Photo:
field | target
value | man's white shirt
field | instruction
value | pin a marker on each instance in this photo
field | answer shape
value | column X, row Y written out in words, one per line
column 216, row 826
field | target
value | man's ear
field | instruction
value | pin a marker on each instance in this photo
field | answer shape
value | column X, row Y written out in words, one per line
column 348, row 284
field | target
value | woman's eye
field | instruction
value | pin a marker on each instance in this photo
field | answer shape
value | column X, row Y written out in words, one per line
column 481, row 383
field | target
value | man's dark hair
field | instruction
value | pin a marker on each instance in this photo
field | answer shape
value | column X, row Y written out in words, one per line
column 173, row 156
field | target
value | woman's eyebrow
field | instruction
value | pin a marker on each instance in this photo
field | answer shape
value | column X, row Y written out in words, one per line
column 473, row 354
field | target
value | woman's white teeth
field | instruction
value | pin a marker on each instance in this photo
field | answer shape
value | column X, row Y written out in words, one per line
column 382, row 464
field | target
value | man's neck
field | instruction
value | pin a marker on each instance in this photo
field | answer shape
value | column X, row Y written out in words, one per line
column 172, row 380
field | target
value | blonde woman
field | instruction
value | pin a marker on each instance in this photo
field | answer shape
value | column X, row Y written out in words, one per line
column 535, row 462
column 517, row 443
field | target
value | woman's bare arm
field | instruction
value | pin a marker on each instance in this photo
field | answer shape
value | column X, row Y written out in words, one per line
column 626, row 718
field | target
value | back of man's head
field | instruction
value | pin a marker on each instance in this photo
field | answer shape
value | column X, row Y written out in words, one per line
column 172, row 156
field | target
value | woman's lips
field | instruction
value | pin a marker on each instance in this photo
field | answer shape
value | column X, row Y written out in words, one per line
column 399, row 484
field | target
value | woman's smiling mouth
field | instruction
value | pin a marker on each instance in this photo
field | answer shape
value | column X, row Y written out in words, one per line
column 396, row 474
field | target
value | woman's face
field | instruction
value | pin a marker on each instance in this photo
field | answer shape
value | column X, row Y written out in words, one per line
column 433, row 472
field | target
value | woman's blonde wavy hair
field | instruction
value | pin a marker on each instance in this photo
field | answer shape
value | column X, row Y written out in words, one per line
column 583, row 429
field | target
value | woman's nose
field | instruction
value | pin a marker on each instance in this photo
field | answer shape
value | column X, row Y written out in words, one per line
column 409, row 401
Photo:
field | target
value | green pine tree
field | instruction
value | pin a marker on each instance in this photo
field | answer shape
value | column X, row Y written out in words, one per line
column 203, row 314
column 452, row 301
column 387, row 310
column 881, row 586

● ● ● ● ●

**WORK TO BE COMPLETED**
Repeat all of the items above word for word, keeping every line in its original order.

**FINAL RESULT**
Photo:
field | target
value | man's white shirt
field | instruction
value | pin a marker on each instance in this photo
field | answer shape
value | column X, row Y written out in words, one per line
column 216, row 826
field | target
value | man's ear
field | instruction
value | pin a marker on each instance in this photo
field | answer shape
value | column X, row Y written out in words, one per line
column 348, row 284
field | target
value | woman's eye
field | instruction
value | pin a marker on each instance in this photo
field | answer shape
value | column X, row Y written out in words, one per line
column 481, row 383
field | target
value | man's dark hair
field | instruction
value | pin a marker on each instance in this photo
field | answer shape
value | column X, row Y written out in words, one per line
column 173, row 156
field | target
value | woman's eyebrow
field | instruction
value | pin a marker on each instance in this photo
field | answer shape
value | column X, row Y written out in words, one per line
column 473, row 354
field | target
value | woman's white teeth
field | instruction
value | pin a marker on each instance in this photo
field | answer shape
value | column X, row Y written out in words, one per line
column 382, row 464
field | target
value | man's neck
field | instruction
value | pin a marker on each instance in this photo
field | answer shape
value | column X, row Y written out in words, one per line
column 172, row 380
field | target
value | blonde woman
field | instruction
value | pin a marker on each instance in this photo
field | answer shape
value | column X, row Y written out in words, one per line
column 535, row 462
column 517, row 443
field | target
value | woman's bare arm
field | instruction
value | pin a marker on each instance in this photo
field | answer shape
value | column X, row Y written out in words, one per line
column 626, row 718
field | target
value | back of man's head
field | instruction
value | pin a marker on each instance in this photo
field | answer shape
value | column X, row Y written out in words, one per line
column 172, row 156
field | target
value | woman's lips
field | instruction
value | pin a marker on each instance in this photo
field | answer shape
value | column X, row Y written out in words, one per line
column 399, row 484
field | target
value | woman's smiling mouth
field | instruction
value | pin a marker on each instance in this photo
field | answer shape
value | column X, row Y written out in words, one per line
column 396, row 474
field | target
value | woman's face
field | instruction
value | pin a marker on each instance in this photo
field | answer shape
value | column X, row Y written out in words, one per line
column 433, row 472
field | target
value | woman's blonde wavy hair
field | instruction
value | pin a marker on each instance in this photo
field | answer shape
value | column X, row Y written out in words, one per line
column 583, row 429
field | target
value | woman's nose
field | instruction
value | pin a marker on each instance in this photo
field | answer shape
value | column X, row Y written out in words, one per line
column 409, row 401
Photo:
field | target
value | green pine tree
field | instruction
value | pin a marker on each instance in this photo
field | answer shape
value | column X, row Y written out in words, one per line
column 203, row 314
column 452, row 301
column 387, row 310
column 881, row 586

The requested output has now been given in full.